WRITTEN REQUEST: Write each line of the material below as a JSON list of strings, one string per line, leaving out blank lines.

DATA FOR THIS TASK:
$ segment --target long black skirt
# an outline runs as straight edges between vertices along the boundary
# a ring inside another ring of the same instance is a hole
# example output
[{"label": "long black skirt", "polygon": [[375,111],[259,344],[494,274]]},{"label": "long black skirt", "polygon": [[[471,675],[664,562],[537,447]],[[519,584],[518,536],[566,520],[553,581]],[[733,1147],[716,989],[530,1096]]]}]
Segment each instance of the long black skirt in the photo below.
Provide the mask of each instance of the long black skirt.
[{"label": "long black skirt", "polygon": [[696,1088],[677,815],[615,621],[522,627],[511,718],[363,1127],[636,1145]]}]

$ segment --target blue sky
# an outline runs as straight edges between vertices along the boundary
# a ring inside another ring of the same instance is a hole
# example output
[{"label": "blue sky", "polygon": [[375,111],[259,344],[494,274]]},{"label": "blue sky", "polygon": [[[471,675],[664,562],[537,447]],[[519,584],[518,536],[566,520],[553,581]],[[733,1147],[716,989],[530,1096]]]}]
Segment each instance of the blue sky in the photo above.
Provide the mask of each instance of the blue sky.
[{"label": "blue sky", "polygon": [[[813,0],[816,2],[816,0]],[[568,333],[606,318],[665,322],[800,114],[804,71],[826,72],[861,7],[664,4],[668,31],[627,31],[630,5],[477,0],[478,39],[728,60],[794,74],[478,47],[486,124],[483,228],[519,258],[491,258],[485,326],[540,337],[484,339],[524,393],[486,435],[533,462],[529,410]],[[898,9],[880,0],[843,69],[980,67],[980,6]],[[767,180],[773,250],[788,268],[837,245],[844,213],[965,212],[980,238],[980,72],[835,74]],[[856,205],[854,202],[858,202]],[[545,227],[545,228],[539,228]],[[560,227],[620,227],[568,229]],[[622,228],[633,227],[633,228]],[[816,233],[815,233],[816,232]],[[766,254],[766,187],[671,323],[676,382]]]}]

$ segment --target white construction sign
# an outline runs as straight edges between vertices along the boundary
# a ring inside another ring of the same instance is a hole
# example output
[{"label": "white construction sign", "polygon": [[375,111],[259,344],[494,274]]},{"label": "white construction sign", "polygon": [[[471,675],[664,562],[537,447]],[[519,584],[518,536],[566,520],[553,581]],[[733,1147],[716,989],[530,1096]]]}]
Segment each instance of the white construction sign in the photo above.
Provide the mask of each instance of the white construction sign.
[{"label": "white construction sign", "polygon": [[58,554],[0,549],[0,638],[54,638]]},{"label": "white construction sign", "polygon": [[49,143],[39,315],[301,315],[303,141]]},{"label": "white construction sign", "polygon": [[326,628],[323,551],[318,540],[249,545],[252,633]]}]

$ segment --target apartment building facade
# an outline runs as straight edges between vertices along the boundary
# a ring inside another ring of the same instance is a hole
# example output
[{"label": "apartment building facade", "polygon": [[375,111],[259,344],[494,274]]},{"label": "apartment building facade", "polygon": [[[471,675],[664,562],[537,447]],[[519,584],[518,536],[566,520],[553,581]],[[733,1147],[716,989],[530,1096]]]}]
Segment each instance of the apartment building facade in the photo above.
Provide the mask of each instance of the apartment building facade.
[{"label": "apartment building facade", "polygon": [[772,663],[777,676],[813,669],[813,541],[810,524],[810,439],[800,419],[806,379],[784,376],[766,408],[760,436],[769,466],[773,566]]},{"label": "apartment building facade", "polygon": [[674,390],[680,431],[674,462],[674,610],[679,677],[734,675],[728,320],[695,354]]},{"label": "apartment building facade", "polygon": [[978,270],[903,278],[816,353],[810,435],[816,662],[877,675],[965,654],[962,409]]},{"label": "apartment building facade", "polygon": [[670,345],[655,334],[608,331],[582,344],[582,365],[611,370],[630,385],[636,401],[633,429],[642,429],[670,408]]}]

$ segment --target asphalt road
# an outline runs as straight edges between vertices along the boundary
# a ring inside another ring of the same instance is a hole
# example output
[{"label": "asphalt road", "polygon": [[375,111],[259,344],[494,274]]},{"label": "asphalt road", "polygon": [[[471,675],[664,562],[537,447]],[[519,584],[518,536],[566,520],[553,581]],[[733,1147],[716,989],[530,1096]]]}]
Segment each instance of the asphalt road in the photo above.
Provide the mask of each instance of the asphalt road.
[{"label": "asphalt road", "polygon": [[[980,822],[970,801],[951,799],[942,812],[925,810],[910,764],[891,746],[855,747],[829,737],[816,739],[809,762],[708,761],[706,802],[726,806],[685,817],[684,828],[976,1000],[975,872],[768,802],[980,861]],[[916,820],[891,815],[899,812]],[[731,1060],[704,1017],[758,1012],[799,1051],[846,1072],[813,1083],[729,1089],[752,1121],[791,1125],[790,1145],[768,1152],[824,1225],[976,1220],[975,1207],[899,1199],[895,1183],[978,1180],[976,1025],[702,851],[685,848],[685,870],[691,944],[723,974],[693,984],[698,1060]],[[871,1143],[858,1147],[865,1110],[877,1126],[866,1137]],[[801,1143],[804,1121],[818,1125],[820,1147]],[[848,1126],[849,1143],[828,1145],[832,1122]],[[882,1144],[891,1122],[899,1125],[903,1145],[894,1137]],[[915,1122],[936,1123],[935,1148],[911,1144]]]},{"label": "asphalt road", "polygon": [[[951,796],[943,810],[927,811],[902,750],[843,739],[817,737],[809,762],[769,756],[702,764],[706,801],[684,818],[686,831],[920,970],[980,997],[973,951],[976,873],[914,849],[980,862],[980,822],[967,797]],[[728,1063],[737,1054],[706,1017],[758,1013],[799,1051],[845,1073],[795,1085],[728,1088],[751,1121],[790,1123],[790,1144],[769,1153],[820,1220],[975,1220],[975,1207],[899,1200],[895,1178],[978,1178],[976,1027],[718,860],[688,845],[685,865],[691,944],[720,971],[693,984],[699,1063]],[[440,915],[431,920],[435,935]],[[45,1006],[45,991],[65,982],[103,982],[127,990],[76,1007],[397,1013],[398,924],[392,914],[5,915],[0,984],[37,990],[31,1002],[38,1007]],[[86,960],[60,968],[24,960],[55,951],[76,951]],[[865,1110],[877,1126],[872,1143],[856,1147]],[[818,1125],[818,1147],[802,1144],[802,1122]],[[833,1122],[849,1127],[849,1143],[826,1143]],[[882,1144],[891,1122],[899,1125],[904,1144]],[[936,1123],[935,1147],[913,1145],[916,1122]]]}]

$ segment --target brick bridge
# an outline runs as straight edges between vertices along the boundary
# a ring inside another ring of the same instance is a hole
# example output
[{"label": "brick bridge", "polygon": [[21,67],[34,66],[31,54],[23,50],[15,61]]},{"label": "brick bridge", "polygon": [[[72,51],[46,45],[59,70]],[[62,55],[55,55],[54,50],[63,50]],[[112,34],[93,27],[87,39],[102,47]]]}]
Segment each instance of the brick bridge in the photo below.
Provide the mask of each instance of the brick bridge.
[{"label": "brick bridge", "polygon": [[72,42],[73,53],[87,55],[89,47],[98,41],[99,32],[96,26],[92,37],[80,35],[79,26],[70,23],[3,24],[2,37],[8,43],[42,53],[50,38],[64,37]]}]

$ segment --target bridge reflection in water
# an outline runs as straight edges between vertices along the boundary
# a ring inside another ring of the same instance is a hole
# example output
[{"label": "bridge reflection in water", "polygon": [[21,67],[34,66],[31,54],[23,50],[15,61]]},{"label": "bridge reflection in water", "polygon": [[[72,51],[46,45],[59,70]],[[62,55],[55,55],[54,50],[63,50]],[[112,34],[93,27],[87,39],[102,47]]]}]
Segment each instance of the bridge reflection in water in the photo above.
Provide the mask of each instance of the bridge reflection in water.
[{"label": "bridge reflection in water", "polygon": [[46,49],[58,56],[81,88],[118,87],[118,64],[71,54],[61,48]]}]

RIGHT ANSWER:
[
  "$ segment --target long black skirt",
  "# an outline runs as straight edges between vertices along the boundary",
  "# a ring inside another ring of the same instance is a hole",
  "# example output",
  "[{\"label\": \"long black skirt\", \"polygon\": [[375,111],[259,344],[494,274]]},{\"label\": \"long black skirt\", \"polygon\": [[[471,675],[664,562],[537,447]],[[519,584],[518,536],[566,520],[553,581]],[[733,1147],[716,989],[530,1096]]]}]",
  "Segment each instance of the long black skirt in the photo below.",
  "Provide the mask of each instance of the long black skirt.",
  "[{\"label\": \"long black skirt\", \"polygon\": [[696,1088],[677,815],[615,621],[522,627],[511,718],[363,1127],[636,1145]]}]",
  "$ segment --target blue sky",
  "# an outline runs as straight edges between vertices along the boundary",
  "# a ring inside another ring of the same instance is a hole",
  "# example output",
  "[{\"label\": \"blue sky\", \"polygon\": [[375,111],[259,344],[494,274]]},{\"label\": \"blue sky\", \"polygon\": [[[471,675],[664,562],[537,447]],[[519,584],[518,536],[566,520],[553,581]],[[733,1147],[716,989],[530,1096]]]}]",
  "Segment each instance of the blue sky in the photo above.",
  "Provide the mask of each instance of the blue sky.",
  "[{\"label\": \"blue sky\", \"polygon\": [[[813,0],[816,2],[816,0]],[[568,333],[606,318],[665,322],[800,114],[804,71],[826,72],[861,7],[664,4],[668,31],[627,31],[630,5],[477,0],[478,39],[728,60],[794,74],[478,47],[486,124],[483,228],[519,258],[491,258],[485,326],[540,337],[484,339],[524,393],[486,435],[533,462],[529,410]],[[898,9],[880,0],[843,69],[980,67],[980,6]],[[767,180],[773,250],[788,268],[837,245],[844,213],[965,212],[980,238],[980,72],[835,74]],[[856,205],[854,202],[858,202]],[[545,227],[545,228],[539,228]],[[560,227],[620,227],[568,229]],[[622,228],[633,227],[633,228]],[[816,233],[815,233],[816,232]],[[766,254],[766,187],[671,323],[676,382]]]}]",
  "$ segment --target white construction sign",
  "# an outline runs as straight edges between vertices along the boundary",
  "# a ring inside another ring of the same instance is a hole",
  "# example output",
  "[{\"label\": \"white construction sign\", \"polygon\": [[375,111],[259,344],[494,274]]},{\"label\": \"white construction sign\", \"polygon\": [[[471,675],[664,562],[537,447]],[[519,584],[518,536],[566,520],[553,581]],[[733,1147],[716,989],[530,1096]]]}]",
  "Segment each instance of the white construction sign in the photo above.",
  "Provide the mask of each instance of the white construction sign.",
  "[{\"label\": \"white construction sign\", \"polygon\": [[58,554],[0,549],[0,638],[54,638]]},{\"label\": \"white construction sign\", \"polygon\": [[49,143],[39,315],[301,315],[303,141]]},{\"label\": \"white construction sign\", \"polygon\": [[326,628],[323,551],[318,540],[249,545],[252,633]]}]",
  "$ segment --target apartment building facade",
  "# an outline runs as straight edges between vertices along the boundary",
  "# a ring inside another ring of the same instance is a hole",
  "# example output",
  "[{\"label\": \"apartment building facade\", \"polygon\": [[375,111],[259,344],[494,274]]},{\"label\": \"apartment building facade\", \"polygon\": [[[471,675],[664,562],[537,447]],[[519,584],[518,536],[566,520],[553,581]],[[733,1147],[716,989],[530,1096]]]}]",
  "Segment each instance of the apartment building facade in the photo above.",
  "Provide the mask of each instance of the apartment building facade.",
  "[{\"label\": \"apartment building facade\", \"polygon\": [[772,663],[777,676],[813,669],[813,541],[810,524],[810,439],[800,419],[806,379],[784,376],[766,408],[760,436],[769,466],[773,566]]},{\"label\": \"apartment building facade\", \"polygon\": [[674,390],[680,431],[674,462],[674,610],[679,677],[734,675],[728,320],[695,354]]},{\"label\": \"apartment building facade\", \"polygon\": [[978,270],[903,278],[816,353],[810,435],[816,662],[877,675],[965,654],[962,409]]},{\"label\": \"apartment building facade\", \"polygon\": [[670,345],[655,334],[608,331],[582,344],[582,365],[611,370],[630,385],[636,401],[633,429],[642,429],[670,408]]}]",
  "$ segment --target asphalt road",
  "# an outline runs as straight edges between vertices along the boundary",
  "# a ring inside another ring of the same instance is a hole",
  "# example output",
  "[{\"label\": \"asphalt road\", \"polygon\": [[375,111],[259,344],[494,274]]},{\"label\": \"asphalt road\", \"polygon\": [[[471,675],[664,562],[537,447]],[[519,584],[518,536],[566,520],[553,581]],[[733,1147],[716,989],[530,1096]]]}]",
  "Segment each instance of the asphalt road in the photo above.",
  "Provide the mask of each instance of the asphalt road.",
  "[{\"label\": \"asphalt road\", \"polygon\": [[[980,822],[970,801],[951,799],[942,812],[925,810],[910,764],[891,746],[855,747],[829,737],[816,739],[809,762],[708,761],[706,802],[726,806],[685,817],[684,828],[976,1000],[975,872],[768,802],[980,861]],[[916,820],[891,815],[899,812]],[[731,1060],[704,1017],[758,1012],[799,1051],[846,1072],[813,1083],[729,1089],[752,1121],[791,1125],[790,1145],[768,1152],[824,1225],[976,1220],[975,1207],[899,1199],[895,1183],[978,1180],[976,1025],[702,851],[685,848],[685,870],[691,944],[723,974],[693,984],[698,1060]],[[871,1143],[858,1147],[865,1110],[877,1126],[866,1137]],[[801,1143],[804,1121],[818,1125],[820,1147]],[[848,1126],[849,1143],[828,1145],[832,1122]],[[882,1144],[891,1122],[899,1125],[903,1145],[894,1137]],[[915,1122],[936,1123],[935,1148],[911,1144]]]},{\"label\": \"asphalt road\", \"polygon\": [[[951,796],[943,810],[927,811],[902,750],[843,739],[817,737],[809,762],[769,756],[702,764],[706,801],[684,818],[686,831],[920,970],[980,997],[973,951],[976,873],[914,849],[980,862],[980,822],[967,797]],[[728,1063],[737,1054],[706,1017],[758,1013],[799,1051],[845,1073],[795,1085],[728,1088],[751,1121],[790,1123],[790,1144],[769,1153],[820,1220],[975,1220],[975,1207],[899,1200],[895,1178],[978,1178],[976,1027],[718,860],[688,845],[685,865],[691,944],[720,971],[693,984],[699,1063]],[[440,915],[431,920],[435,935]],[[45,1006],[45,991],[65,982],[103,982],[127,990],[76,1007],[397,1013],[398,924],[392,914],[5,915],[0,984],[37,990],[31,1002],[38,1007]],[[86,960],[60,968],[24,960],[55,951],[76,951]],[[865,1110],[877,1126],[872,1143],[856,1147]],[[818,1125],[818,1147],[802,1144],[802,1122]],[[833,1122],[849,1127],[849,1143],[826,1143]],[[882,1144],[891,1122],[899,1125],[904,1144]],[[936,1123],[935,1147],[913,1145],[916,1122]]]}]",
  "$ segment --target brick bridge",
  "# an outline runs as straight edges between vertices along the boundary",
  "# a ring inside another ring of the same instance is a hole",
  "# example output",
  "[{\"label\": \"brick bridge\", \"polygon\": [[21,67],[34,66],[31,54],[23,50],[15,61]]},{\"label\": \"brick bridge\", \"polygon\": [[[72,51],[46,45],[59,70]],[[62,55],[55,55],[54,50],[63,50]],[[112,34],[93,27],[87,39],[102,47]]]}]",
  "Segment each instance of the brick bridge in the photo below.",
  "Provide the mask of each instance of the brick bridge.",
  "[{\"label\": \"brick bridge\", \"polygon\": [[72,42],[73,53],[87,55],[89,47],[98,41],[99,32],[96,26],[92,37],[80,35],[79,26],[70,23],[3,24],[2,37],[8,43],[42,53],[50,38],[64,37]]}]",
  "$ segment --target bridge reflection in water",
  "# an outline runs as straight edges between vertices along the boundary",
  "# a ring inside another ring of the same instance is a hole",
  "# example output",
  "[{\"label\": \"bridge reflection in water\", \"polygon\": [[21,67],[34,66],[31,54],[23,50],[15,61]]},{\"label\": \"bridge reflection in water\", \"polygon\": [[[72,51],[46,45],[59,70]],[[62,55],[55,55],[54,50],[63,50]],[[112,34],[93,27],[87,39],[102,47]]]}]",
  "Segment each instance of the bridge reflection in water in the photo above.",
  "Provide the mask of each instance of the bridge reflection in water.",
  "[{\"label\": \"bridge reflection in water\", \"polygon\": [[46,49],[58,56],[81,88],[118,87],[118,64],[71,54],[61,48]]}]"
]